(Referring expression pointing data)
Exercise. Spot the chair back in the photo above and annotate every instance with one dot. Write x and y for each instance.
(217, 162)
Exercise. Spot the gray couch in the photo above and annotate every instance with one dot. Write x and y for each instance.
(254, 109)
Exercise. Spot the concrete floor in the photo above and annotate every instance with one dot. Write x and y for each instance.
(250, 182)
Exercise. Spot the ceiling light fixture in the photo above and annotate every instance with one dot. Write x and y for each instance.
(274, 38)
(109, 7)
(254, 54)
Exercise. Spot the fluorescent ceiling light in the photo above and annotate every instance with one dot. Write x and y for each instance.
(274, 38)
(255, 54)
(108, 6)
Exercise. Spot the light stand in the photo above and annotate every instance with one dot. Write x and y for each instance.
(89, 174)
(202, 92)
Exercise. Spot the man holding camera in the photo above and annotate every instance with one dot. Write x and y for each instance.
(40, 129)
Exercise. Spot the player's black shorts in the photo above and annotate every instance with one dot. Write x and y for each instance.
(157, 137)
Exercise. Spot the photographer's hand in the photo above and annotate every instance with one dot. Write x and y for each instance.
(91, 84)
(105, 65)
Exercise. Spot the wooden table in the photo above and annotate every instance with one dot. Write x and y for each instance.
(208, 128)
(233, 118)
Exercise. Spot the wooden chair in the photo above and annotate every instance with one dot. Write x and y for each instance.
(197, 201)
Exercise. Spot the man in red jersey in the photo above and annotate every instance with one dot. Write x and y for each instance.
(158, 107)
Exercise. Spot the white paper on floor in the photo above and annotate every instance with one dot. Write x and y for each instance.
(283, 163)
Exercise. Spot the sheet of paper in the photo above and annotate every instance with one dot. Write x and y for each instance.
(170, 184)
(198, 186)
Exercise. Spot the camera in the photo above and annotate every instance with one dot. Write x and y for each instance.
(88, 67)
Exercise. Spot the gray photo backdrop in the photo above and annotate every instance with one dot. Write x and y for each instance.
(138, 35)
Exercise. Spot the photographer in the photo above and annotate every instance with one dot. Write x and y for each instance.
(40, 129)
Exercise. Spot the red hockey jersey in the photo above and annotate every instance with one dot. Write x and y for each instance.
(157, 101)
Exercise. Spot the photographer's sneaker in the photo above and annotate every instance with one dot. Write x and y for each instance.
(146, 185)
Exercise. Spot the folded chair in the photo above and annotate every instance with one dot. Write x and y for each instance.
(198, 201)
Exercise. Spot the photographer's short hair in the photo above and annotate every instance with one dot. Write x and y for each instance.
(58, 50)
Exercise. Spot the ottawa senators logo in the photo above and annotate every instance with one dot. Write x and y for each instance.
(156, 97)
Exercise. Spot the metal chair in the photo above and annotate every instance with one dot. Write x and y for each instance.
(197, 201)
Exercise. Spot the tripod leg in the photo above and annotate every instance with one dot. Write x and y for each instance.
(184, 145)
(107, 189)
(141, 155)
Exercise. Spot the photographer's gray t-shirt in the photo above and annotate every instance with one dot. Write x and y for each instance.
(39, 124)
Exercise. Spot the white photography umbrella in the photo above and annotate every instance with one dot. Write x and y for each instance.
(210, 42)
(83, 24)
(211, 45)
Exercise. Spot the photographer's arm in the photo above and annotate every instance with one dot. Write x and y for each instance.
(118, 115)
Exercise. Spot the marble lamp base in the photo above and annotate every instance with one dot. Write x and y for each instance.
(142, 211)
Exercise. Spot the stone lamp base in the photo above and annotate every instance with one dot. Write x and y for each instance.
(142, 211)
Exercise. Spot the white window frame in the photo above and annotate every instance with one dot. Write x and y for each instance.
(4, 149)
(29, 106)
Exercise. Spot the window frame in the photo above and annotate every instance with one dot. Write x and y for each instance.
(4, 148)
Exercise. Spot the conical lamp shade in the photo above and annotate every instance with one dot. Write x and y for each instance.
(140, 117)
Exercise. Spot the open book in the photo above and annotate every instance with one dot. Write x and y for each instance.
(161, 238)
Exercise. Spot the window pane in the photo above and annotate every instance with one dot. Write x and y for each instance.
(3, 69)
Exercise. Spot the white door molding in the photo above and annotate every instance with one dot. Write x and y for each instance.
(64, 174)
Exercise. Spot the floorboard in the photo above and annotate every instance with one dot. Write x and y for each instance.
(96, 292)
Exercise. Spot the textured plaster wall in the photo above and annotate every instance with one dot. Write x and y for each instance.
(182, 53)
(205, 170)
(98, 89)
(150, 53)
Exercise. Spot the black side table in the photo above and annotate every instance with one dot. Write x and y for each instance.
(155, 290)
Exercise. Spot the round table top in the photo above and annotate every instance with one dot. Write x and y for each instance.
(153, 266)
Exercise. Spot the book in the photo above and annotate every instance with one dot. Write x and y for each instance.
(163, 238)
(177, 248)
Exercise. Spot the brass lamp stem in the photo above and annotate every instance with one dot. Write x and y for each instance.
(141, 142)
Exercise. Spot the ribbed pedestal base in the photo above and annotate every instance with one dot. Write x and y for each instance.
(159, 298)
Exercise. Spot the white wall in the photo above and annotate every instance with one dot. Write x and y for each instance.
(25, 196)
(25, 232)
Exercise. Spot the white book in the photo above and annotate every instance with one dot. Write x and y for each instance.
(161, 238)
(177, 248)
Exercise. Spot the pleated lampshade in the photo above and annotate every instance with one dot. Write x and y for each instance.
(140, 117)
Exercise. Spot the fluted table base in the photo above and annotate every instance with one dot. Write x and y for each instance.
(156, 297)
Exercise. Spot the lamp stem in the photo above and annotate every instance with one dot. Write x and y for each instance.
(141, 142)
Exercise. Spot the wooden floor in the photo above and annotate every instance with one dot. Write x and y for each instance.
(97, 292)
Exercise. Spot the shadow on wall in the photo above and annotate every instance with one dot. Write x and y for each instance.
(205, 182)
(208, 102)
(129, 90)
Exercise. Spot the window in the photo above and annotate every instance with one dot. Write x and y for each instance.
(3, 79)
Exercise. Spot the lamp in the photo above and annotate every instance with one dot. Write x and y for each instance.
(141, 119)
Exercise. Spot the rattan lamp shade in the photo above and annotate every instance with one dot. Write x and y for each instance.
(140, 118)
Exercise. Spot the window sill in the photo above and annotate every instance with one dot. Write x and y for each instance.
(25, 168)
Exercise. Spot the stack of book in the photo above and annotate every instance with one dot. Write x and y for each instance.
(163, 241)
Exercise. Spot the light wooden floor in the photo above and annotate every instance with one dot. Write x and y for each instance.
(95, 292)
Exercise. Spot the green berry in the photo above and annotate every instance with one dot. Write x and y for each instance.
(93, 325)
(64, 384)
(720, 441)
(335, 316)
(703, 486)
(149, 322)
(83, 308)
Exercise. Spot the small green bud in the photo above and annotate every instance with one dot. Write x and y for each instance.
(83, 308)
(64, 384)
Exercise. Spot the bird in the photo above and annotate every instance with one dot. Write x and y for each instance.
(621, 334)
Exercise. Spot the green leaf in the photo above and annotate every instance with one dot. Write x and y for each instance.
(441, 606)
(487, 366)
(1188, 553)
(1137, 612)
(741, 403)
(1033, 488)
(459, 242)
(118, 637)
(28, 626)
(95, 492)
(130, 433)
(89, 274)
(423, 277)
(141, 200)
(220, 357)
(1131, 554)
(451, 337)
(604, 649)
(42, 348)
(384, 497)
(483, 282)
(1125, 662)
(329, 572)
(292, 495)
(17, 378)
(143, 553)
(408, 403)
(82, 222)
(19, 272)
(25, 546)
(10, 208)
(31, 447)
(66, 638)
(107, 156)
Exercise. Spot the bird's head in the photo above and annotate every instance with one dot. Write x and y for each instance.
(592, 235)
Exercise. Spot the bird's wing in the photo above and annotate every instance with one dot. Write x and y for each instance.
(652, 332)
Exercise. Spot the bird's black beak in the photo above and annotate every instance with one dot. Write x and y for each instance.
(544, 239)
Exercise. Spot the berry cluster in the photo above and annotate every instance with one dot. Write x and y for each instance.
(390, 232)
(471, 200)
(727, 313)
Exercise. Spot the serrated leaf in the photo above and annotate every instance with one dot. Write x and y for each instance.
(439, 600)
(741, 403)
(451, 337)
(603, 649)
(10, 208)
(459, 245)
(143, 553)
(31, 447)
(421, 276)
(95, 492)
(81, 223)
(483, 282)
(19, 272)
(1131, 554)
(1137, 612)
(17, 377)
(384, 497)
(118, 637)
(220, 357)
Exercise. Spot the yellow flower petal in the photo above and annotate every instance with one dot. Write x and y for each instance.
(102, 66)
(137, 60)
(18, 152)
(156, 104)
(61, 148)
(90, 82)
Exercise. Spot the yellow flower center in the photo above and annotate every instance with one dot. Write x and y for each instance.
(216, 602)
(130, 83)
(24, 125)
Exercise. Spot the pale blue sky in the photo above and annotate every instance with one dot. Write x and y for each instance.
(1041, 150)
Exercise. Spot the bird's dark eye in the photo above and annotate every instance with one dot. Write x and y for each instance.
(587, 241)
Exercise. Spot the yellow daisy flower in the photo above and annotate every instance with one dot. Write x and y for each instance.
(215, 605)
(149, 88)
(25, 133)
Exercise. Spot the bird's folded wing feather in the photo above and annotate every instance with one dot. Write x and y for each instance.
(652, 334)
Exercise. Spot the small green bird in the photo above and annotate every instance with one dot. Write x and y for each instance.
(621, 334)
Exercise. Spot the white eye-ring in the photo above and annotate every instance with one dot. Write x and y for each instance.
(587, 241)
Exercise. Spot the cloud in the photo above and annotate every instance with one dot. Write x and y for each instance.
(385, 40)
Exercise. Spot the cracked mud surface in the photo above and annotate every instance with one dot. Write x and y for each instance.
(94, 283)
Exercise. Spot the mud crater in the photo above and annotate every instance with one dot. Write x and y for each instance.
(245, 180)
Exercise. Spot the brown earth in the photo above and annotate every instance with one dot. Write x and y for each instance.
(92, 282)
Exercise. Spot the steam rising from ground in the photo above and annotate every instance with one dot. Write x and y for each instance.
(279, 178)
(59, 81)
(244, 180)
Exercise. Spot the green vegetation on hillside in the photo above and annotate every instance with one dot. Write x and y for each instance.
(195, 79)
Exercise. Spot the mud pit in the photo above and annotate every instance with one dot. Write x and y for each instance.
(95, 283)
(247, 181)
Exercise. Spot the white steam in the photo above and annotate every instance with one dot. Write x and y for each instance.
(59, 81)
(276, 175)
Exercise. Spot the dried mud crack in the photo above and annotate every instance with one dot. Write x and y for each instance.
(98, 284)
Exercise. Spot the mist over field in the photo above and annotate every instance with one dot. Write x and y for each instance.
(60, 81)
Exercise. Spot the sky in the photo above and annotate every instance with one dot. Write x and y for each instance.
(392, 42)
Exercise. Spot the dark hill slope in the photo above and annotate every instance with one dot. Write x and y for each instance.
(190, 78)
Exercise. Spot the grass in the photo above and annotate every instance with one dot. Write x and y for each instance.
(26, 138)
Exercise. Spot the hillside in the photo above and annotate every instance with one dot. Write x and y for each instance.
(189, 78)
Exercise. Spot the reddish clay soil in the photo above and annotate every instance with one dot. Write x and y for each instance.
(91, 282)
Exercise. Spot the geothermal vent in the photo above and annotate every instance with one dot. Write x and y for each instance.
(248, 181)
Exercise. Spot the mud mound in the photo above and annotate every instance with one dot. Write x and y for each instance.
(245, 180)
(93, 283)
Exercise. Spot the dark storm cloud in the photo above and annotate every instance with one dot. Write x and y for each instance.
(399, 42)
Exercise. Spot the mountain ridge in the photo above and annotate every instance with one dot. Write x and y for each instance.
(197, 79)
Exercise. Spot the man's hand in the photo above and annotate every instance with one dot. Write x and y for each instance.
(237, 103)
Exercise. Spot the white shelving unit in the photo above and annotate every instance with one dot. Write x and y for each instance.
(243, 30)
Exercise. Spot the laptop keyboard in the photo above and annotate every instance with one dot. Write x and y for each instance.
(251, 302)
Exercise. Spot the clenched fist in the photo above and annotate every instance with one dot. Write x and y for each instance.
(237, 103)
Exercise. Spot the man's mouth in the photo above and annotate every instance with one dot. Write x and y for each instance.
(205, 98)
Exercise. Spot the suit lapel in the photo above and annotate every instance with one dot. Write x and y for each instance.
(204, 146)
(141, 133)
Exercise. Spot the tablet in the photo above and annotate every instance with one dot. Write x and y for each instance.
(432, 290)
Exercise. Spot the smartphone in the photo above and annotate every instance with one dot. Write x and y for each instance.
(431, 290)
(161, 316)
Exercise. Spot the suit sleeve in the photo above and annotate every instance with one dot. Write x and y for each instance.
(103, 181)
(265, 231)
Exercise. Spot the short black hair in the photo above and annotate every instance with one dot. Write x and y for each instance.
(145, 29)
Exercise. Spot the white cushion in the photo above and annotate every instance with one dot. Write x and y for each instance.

• EXERCISE DETAILS: Produce exactly the lines from the one containing "Exercise. Spot the reddish" through the final line of the records above, both included, and no others.

• RESULT OF THIS EXERCISE:
Exercise. Spot the reddish clay soil in the photo above and annotate every instance with one dot. Write x and y for each instance.
(91, 282)
Exercise. Spot the geothermal vent in the photo above and annotate every instance with one dot. Write x and y for each instance.
(248, 181)
Exercise. Spot the mud mound in the photo above and annotate every instance with one dot. Write x and y for each instance.
(245, 180)
(93, 283)
Exercise. Spot the dark storm cloud in the photo above and annotate every instance with one dot. Write x and y for each instance.
(399, 42)
Exercise. Spot the mountain ridge in the photo above and annotate every instance with one dot. Write x and y for each instance.
(197, 79)
Exercise. Spot the man's hand in the photo above and annotate every instance with one dot. Write x and y for each instance.
(237, 103)
Exercise. Spot the white shelving unit in the photo above and annotate every instance with one dot. Write x and y for each instance.
(243, 30)
Exercise. Spot the laptop keyboard in the photo above and annotate every instance with one dot. Write x and y for each instance.
(251, 302)
Exercise. Spot the clenched fist in the photo above and annotate every instance with one dot. Write x and y for each instance.
(237, 103)
Exercise. Spot the man's mouth in the photo above and annotate every instance with one dot. Write x and y for each instance.
(205, 98)
Exercise. Spot the suit lapel in the photo above and annotate every instance with one dot. Write x and y for each instance.
(204, 146)
(141, 133)
Exercise. Spot the tablet in the photo above and annotate every instance with one dot. Write x and y for each instance.
(432, 290)
Exercise. Spot the smartphone in the photo above and annotate every instance with one dot. Write x and y for each instance.
(431, 290)
(161, 316)
Exercise. Spot the suit sleeve in the photo above and annotate every instance with one dot. Write x and y for each instance.
(103, 181)
(265, 231)
Exercise. Spot the short black hair in the photo above and annotate every instance with one dot. Write x and y for each instance.
(145, 29)
Exercise. Spot the white cushion in the photo above and annotate every instance with one dot. Write x and y for each instance.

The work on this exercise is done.